• EXERCISES TO COMPLETE:
A - Answer these questions using the Spark Jira comment:
(i) Which version of Spark was the commenter using with the DataSource V2 API?
(ii) What is the data exchange standard for mathematical optimization solvers called?
(iii) What does the createDataFrame method in Spark Session take as its argument?
B - Transcribe the Spark Jira comment word for word, starting at "Jeremy Bloom commented" and ending at "all in Scala.".
C - Write the next part of the Jira comment about loading a Java Stream into a Spark dataframe, starting after its last sentence.

You are viewing a plain text version of this content. The canonical link for it is here.
Posted to issues@spark.apache.org by "Jeremy Bloom (Jira)" <ji...@apache.org> on 2020/06/10 23:15:00 UTC
[jira] [Commented] (SPARK-25186) Stabilize Data Source V2 API

    [ https://issues.apache.org/jira/browse/SPARK-25186?page=com.atlassian.jira.plugin.system.issuetabpanels:comment-tabpanel&focusedCommentId=17132780#comment-17132780 ] 

Jeremy Bloom commented on SPARK-25186:
--------------------------------------

I'm not sure whether I'm in the right place, but I want to discuss my experience using the DataSource V2 API (using Spark 2.4.5). To be clear, I'm not a Spark contributor, but I am using Spark in several applications. If this is not the appropriate place for my comments, please direct me to the right place.

My current project is part of an open source program called COIN-OR (I can provide links if you like). Among other things, we are building a data exchange standard for mathematical optimization solvers, called MOSDEX. I am using Spark SQL as the backbone  of this application. I work mostly in Java, some in Python, and not at all in Scala.

I came to this point because a critical link in my application is to load data from JSON into a Spark Dataset. For various reasons, the standard JSON reader in Spark is not adequate for my purposes. I want to use a Java Stream to load the data into a Spark dataframe. It turns out that this is remarkably hard to do.

Spark Session provides a createDataFrame method whose argument is a Java List. However, because I am dealing with potentially vary large data sets, I do not want to create a list in memory. My first attempt was to wrap the stream in a "virtual list" that fulfilled most of the list "contract" but did not actually create a list object. The hang up with this approach is that it cannot count the elements in the stream unless and until the stream has been read, so the size of the list is undeterminable until that happens. Using the virtual list in the createDataFrame method some times succeeds but fails at other times when some component of Spark needs to call the size method on the list.

[Dataset excerpts on object pointing]
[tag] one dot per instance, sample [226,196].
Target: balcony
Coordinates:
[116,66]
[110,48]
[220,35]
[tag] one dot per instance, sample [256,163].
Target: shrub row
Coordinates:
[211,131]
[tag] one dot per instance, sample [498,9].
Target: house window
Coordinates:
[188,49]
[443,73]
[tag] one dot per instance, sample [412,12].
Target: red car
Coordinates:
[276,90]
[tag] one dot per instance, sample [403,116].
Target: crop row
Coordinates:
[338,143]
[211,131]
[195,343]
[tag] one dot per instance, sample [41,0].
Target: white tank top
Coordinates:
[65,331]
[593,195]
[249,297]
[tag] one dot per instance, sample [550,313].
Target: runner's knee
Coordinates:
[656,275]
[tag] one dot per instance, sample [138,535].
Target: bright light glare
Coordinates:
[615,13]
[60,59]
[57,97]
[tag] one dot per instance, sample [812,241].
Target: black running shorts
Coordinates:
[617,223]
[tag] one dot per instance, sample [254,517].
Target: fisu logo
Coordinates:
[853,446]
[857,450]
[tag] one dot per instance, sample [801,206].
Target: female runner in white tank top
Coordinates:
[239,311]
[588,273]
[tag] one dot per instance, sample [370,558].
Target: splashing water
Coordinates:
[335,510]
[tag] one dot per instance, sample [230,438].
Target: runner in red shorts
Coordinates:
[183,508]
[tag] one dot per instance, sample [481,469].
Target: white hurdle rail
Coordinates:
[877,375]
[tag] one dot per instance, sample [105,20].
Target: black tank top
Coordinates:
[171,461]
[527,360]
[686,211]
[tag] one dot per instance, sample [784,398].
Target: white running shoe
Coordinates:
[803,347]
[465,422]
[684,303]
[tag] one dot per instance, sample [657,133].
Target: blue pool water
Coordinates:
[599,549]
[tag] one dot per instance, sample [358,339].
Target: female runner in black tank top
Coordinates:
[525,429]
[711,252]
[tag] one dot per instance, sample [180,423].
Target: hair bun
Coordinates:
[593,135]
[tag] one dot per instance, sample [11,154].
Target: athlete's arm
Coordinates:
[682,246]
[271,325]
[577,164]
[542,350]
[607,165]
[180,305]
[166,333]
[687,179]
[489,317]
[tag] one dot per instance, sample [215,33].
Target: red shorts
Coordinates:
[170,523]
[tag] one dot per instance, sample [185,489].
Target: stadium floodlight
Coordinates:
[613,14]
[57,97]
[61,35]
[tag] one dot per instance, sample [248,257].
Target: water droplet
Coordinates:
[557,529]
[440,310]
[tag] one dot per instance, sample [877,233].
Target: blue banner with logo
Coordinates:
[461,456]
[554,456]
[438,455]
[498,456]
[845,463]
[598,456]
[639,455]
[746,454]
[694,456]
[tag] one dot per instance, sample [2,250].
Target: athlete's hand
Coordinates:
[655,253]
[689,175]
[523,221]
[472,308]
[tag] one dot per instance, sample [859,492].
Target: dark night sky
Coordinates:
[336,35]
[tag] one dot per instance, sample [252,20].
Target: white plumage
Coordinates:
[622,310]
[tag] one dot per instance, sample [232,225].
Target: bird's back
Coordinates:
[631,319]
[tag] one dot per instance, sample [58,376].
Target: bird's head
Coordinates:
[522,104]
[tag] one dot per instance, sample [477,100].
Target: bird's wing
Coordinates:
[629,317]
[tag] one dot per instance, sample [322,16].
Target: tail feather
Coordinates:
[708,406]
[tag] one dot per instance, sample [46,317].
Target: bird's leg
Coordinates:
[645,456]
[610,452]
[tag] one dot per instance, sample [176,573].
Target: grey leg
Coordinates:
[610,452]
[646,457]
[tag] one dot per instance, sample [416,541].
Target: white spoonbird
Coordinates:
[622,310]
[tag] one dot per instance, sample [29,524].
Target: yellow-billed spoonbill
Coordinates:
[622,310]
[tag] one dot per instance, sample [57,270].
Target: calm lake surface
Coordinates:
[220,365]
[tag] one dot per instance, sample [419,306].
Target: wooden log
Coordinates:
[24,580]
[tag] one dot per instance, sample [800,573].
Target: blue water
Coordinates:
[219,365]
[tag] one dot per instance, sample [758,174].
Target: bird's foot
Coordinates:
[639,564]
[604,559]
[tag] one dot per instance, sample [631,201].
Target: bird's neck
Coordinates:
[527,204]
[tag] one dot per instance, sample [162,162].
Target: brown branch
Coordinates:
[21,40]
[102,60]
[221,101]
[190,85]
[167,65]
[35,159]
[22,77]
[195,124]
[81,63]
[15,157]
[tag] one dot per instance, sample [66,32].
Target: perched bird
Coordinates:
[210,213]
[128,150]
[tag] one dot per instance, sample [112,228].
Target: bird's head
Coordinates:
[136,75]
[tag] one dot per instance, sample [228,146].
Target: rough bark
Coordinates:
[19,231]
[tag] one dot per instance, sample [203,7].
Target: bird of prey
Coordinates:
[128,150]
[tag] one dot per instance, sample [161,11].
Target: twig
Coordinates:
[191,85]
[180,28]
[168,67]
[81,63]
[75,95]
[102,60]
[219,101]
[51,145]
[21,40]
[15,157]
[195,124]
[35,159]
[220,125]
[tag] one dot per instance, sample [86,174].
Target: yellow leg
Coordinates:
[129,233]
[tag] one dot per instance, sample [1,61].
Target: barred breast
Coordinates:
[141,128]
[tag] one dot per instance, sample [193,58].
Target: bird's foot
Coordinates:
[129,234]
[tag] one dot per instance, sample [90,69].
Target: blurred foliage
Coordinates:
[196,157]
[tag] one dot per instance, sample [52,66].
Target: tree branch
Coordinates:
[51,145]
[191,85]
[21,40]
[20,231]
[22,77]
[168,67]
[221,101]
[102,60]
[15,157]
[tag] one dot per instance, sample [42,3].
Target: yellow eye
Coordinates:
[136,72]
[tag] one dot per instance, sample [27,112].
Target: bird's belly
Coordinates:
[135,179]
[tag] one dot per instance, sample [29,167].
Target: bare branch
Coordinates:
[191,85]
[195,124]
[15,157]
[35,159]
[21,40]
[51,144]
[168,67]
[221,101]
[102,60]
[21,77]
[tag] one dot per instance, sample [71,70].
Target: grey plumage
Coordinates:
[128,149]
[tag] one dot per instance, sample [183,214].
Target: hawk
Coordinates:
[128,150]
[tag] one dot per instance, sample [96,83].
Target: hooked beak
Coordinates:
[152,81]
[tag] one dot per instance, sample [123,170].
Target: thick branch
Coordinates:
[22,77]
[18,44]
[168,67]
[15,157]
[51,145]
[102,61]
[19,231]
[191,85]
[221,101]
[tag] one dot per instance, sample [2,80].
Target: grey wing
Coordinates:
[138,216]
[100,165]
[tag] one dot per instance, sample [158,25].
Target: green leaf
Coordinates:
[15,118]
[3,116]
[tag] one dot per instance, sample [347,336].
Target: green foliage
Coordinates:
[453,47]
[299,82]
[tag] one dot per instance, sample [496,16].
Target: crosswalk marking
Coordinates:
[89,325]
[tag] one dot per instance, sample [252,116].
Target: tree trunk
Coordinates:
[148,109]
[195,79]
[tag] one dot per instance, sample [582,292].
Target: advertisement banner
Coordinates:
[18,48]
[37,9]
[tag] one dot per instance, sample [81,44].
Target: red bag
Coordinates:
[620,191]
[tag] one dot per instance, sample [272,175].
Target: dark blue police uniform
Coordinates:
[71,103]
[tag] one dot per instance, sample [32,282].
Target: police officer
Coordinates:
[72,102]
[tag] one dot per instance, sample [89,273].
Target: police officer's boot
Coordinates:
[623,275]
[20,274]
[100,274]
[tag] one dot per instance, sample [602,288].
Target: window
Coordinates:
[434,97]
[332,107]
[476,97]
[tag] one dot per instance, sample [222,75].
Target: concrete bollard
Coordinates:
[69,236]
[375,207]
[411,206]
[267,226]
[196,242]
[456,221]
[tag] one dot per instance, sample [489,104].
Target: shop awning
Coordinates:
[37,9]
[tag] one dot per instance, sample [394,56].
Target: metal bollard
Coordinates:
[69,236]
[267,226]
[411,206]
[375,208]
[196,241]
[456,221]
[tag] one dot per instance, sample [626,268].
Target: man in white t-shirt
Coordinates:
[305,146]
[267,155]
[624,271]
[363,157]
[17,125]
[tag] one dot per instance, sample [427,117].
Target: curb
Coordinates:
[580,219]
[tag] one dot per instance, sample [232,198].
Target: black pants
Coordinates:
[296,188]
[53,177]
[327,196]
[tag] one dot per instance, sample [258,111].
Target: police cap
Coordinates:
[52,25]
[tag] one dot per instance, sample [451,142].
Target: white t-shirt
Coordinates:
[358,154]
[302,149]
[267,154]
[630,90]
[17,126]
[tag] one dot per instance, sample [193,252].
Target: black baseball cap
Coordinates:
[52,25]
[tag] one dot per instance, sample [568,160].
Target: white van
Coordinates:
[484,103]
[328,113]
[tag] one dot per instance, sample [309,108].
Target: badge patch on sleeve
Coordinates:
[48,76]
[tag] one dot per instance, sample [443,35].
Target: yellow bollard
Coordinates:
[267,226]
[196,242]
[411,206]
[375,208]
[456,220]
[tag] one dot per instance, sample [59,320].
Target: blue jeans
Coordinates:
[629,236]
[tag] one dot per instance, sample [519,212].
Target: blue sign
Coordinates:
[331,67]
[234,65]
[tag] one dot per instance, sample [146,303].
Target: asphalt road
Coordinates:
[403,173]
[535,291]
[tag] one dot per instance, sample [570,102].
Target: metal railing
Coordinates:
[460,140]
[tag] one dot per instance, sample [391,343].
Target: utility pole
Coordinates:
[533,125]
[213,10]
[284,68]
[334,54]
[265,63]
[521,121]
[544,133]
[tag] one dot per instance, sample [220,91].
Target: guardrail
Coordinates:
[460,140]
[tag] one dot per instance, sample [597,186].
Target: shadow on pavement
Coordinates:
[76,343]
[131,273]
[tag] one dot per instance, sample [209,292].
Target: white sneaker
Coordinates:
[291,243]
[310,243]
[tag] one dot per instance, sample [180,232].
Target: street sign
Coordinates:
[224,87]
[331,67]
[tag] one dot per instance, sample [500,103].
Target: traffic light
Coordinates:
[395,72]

• ANSWERS IN ORDER:
A -
(i) Spark 2.4.5
(ii) MOSDEX
(iii) A Java List

B -
Jeremy Bloom commented on SPARK-25186:
--------------------------------------

I'm not sure whether I'm in the right place, but I want to discuss my experience using the DataSource V2 API (using Spark 2.4.5). To be clear, I'm not a Spark contributor, but I am using Spark in several applications. If this is not the appropriate place for my comments, please direct me to the right place.

My current project is part of an open source program called COIN-OR (I can provide links if you like). Among other things, we are building a data exchange standard for mathematical optimization solvers, called MOSDEX. I am using Spark SQL as the backbone  of this application. I work mostly in Java, some in Python, and not at all in Scala.

C -
I raised this question on Stackoverflow, and someone suggested using DataSource V2. There isn't much out there, but I did find a couple of examples, and based on them, I was able to build a reader and a writer for Java Streams. However, there are a number of issues that arose that forced me to use some "unsavory" tricks in my code that I am uncomfortable with (they "smell" in Fowler's sense). Here are some of the issues I found.

1) The DataSource V2 still relies on the calling sequences of DataFrameReader and DataFrameWriter from V1. The reader is instantiated by the Spark Session read method while the writer is instantiated by the Dataset write method. The separation is confusing. Why not use a static factory in Dataset to instantiate the read method?

2) The actual calls to the reader and writer are contained in the DataframeReader and DataframeWriter format methods. Using "format" for the name of this method is misleading, but once you realize what it is doing, it makes even less sense. The parameter of the format method is a string, which isn't documented, but which turns out to be a class name. Then format creates a class using reflection. Use of reflection in this circumstance appears to be unnecessary and restrictive. What not make the parameter an instance of an appropriate interface, such as ReadSupport or WriteSupport?

3) Using reflection means that the reader or writer will be created by a parameterless constructor. Thus, it is not possible to pass any information to the reader and writer. In my case, I want to pass an instance of a Java Stream and a Spark schema to the reader and a Spark dataset to the writer. The only way I have found to do that is to create static fields in the reader and writer classes and set them before calling the format method to create the reader and writer objects. That's what I mean about "unsavory" programming.

4) There are other, less critical issues, but these are still annoying. Links to external files in the option method are undocumented strings, but they look like paths. Since the Path class has been part of Java just about forever, why not use it? And when reading from or writing to a file, why not use the Java InputStream and OutputStream classes, which also have been around forever?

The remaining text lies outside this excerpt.